What is needed |
Copy out every line of the items below, requests included, and shift each bounding box coordinate in the answers up by 44.

Saved entries:
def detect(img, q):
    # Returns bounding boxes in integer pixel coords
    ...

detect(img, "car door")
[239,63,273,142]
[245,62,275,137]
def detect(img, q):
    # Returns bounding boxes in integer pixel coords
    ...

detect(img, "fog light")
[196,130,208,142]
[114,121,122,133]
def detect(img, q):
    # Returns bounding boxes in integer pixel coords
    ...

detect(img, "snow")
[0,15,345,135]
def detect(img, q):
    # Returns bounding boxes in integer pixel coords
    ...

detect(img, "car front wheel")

Answer to the task |
def detect(img, q):
    # Returns bounding boxes in integer pixel coords
    ...

detect(img, "car door")
[283,107,317,186]
[289,106,319,181]
def detect(img, q):
    # Returns bounding boxes in integer pixel coords
    ...

detect(img, "fog light")
[240,174,252,186]
[158,165,166,177]
def detect(img, q):
    # Returns bounding boxes in integer pixel coords
    ...

detect(img, "snow")
[44,59,389,179]
def detect(img, q):
    # Returns bounding boxes in integer pixel coords
    ...

detect(img, "car front wheel")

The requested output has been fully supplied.